Compute how many lines in the listing below hold the string "grass", then state only the result.

* **Dataset extract**
# # #
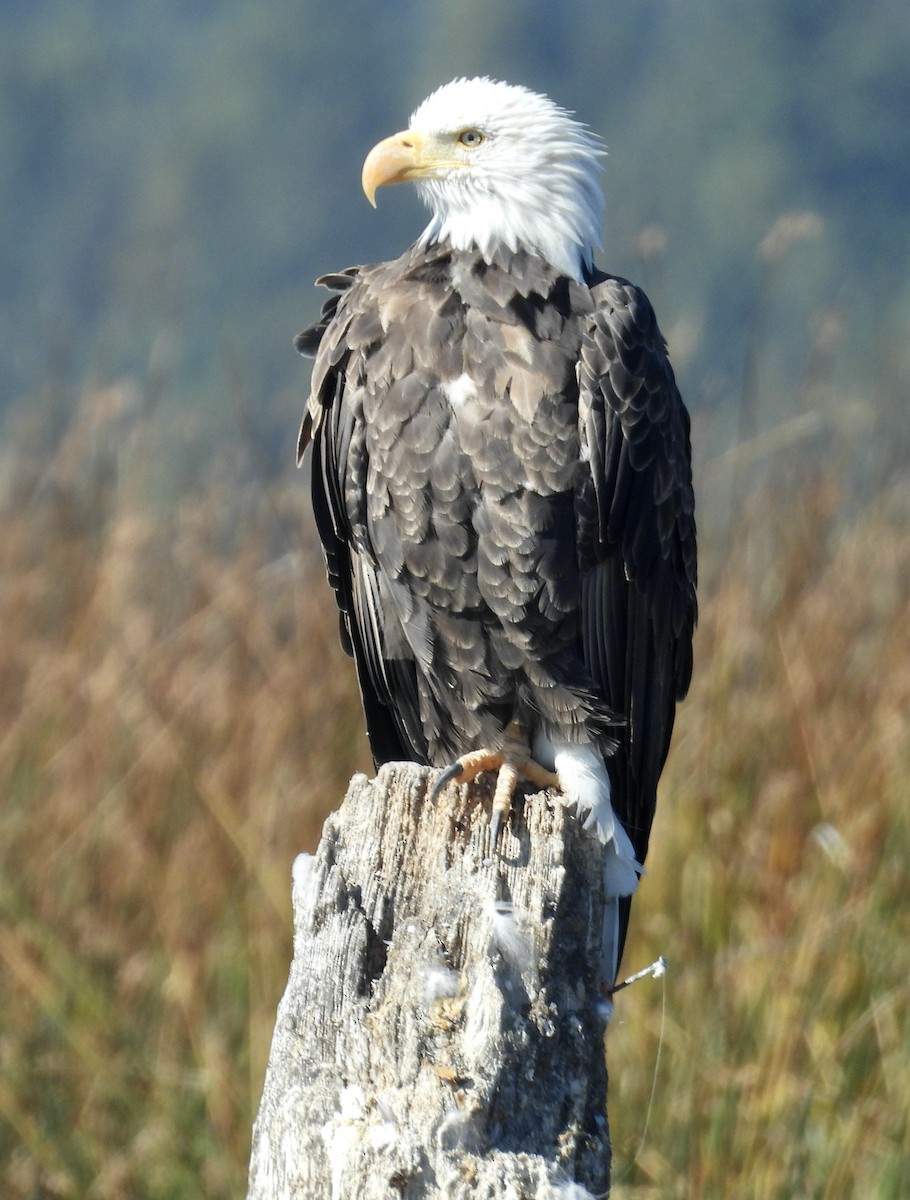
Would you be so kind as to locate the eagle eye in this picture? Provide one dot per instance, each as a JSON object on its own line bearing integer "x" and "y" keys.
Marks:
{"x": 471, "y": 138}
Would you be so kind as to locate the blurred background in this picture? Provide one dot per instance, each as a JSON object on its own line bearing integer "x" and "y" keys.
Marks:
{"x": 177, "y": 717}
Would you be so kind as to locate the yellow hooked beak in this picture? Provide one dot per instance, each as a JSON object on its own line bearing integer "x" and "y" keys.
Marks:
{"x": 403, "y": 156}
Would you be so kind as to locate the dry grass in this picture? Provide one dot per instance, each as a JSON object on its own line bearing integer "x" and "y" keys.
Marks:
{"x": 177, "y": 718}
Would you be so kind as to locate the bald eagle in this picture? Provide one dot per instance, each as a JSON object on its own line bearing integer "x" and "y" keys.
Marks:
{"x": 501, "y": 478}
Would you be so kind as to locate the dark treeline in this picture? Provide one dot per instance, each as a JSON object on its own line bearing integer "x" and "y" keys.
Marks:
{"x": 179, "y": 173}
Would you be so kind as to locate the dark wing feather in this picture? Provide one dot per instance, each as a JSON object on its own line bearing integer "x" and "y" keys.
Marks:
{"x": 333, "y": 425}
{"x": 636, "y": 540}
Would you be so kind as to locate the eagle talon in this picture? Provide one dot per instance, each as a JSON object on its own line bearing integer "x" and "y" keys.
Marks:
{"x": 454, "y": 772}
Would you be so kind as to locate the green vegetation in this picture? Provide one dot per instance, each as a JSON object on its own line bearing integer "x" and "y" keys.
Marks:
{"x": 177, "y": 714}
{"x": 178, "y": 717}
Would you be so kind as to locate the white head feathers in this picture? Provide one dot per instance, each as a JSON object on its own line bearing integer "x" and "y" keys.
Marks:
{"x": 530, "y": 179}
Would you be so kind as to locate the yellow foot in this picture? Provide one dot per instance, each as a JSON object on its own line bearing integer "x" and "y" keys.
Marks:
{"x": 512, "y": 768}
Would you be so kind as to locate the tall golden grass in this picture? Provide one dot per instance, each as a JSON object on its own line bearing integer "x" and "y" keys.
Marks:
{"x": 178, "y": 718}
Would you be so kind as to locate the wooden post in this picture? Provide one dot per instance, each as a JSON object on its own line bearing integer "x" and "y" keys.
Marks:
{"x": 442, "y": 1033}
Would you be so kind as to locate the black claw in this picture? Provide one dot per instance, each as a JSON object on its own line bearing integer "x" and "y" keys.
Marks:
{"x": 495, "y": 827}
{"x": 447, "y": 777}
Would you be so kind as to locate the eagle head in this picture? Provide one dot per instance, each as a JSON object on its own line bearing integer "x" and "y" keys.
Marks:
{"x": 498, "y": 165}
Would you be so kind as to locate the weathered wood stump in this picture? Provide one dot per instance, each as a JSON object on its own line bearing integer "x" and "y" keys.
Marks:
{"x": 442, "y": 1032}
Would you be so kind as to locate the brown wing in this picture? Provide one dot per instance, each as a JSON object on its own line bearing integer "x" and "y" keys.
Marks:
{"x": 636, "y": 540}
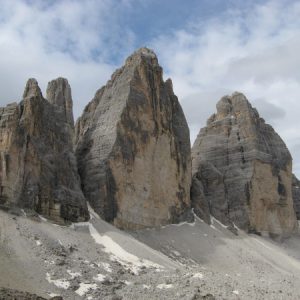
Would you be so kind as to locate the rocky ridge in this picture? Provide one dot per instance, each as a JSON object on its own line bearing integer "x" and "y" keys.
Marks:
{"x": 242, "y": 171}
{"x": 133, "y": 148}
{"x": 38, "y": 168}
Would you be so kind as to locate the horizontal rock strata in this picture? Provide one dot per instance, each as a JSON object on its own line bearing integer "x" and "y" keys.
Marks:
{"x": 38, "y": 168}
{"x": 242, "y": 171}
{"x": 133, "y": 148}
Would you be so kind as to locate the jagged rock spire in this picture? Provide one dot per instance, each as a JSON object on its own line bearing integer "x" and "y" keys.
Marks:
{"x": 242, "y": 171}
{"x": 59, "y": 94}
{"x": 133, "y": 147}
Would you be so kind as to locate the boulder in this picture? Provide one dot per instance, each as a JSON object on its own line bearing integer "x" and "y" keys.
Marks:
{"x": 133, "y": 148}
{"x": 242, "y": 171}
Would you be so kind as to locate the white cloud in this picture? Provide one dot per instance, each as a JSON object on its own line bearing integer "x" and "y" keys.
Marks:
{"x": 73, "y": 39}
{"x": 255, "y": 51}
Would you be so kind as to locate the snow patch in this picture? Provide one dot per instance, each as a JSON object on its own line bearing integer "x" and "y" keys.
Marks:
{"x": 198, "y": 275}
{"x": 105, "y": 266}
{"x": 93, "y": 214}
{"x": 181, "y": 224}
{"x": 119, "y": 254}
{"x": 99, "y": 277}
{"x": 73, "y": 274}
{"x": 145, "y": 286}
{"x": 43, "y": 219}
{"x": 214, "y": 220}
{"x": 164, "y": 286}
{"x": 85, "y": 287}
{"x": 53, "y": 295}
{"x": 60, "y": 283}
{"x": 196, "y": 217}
# # #
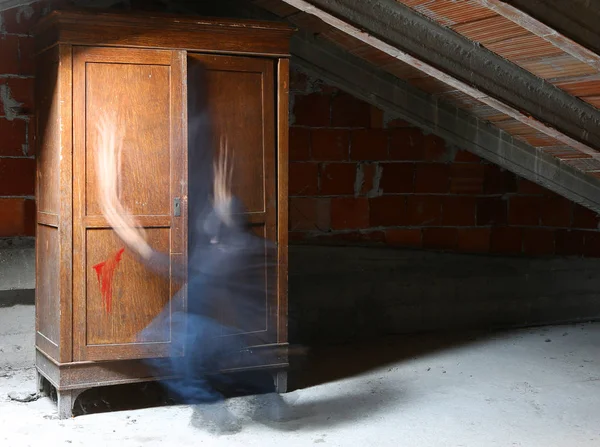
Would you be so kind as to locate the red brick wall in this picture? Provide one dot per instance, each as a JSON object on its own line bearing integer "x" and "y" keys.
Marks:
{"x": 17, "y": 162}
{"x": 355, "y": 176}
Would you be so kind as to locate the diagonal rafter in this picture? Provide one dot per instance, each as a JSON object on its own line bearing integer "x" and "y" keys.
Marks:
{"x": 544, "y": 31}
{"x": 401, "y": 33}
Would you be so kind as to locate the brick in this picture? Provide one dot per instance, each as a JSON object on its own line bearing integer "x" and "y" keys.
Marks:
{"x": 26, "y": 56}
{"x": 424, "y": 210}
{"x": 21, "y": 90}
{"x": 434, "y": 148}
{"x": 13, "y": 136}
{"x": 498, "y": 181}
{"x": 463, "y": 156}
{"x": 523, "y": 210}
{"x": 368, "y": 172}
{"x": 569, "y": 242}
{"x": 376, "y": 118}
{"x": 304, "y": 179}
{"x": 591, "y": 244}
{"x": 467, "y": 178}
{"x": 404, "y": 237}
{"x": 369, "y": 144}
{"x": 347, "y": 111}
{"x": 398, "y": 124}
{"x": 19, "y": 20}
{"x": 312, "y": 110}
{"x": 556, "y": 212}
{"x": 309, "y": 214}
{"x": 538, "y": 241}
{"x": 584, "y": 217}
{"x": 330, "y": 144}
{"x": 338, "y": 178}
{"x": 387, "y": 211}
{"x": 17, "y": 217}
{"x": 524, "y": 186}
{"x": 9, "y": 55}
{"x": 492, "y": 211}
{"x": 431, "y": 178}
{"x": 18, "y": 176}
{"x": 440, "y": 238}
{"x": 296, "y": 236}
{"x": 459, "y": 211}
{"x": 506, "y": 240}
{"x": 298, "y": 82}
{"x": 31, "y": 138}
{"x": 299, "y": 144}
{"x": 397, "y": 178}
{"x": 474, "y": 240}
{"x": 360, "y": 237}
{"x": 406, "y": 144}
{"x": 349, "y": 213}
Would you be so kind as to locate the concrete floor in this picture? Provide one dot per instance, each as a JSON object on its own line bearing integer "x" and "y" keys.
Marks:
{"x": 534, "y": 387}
# # #
* **Solution to this exercise**
2